— start RAW RECORDS —
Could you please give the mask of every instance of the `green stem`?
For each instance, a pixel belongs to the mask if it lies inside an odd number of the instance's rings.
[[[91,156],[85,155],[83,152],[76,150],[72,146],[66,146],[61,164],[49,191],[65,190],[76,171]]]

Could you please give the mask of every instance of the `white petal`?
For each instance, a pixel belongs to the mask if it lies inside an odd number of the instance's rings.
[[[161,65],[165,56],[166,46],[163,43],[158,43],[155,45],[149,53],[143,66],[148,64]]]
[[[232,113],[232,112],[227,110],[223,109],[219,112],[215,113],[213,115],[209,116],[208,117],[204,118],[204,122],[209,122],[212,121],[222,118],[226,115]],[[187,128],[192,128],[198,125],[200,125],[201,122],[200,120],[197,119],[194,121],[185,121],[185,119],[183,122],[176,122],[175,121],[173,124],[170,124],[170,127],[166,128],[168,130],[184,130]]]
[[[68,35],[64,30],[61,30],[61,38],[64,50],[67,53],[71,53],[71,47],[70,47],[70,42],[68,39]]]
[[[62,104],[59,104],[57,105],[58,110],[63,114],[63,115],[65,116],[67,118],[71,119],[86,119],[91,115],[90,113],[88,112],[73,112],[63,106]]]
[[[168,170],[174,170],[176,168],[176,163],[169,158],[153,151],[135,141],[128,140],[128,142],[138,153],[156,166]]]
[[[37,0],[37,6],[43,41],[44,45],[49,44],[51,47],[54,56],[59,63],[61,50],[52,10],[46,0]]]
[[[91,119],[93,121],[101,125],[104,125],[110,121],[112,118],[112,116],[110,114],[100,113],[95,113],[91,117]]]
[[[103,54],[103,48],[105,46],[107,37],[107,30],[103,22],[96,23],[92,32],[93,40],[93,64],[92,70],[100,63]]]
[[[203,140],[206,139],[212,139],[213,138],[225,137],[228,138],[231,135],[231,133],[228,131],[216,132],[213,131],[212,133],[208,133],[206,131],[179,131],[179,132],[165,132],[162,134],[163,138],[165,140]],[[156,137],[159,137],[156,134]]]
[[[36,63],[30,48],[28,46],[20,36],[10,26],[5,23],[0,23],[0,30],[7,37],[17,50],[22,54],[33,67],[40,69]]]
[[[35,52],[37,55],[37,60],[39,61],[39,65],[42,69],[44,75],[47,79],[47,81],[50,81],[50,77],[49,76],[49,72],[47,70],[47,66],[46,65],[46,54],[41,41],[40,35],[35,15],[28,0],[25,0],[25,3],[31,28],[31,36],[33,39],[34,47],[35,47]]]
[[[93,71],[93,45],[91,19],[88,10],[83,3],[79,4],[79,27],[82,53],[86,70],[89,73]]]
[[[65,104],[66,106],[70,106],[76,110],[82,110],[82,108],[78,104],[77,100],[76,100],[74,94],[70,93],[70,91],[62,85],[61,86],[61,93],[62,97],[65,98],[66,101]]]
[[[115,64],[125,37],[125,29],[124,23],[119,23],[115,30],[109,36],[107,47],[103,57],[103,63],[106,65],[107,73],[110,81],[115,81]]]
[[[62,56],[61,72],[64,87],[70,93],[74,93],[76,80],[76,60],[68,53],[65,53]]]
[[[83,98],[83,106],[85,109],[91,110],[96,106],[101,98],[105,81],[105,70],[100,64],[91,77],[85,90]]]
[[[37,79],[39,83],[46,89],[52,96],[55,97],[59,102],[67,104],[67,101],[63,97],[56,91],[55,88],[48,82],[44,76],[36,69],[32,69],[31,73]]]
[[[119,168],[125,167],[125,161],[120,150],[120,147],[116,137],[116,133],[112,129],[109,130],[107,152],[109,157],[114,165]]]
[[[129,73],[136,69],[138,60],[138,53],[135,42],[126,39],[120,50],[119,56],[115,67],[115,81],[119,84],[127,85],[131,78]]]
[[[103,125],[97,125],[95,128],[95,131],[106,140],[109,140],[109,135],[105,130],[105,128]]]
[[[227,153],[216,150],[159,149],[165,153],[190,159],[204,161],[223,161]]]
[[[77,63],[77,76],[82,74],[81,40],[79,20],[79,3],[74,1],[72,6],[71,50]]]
— end RAW RECORDS —
» **WHAT TO DO**: Collect every line of the records that contains the string "give", with case counting.

» **EXERCISE OUTPUT**:
Could you please give the mask of every instance of the `green stem`?
Could you please give the mask of every instance of the `white petal`?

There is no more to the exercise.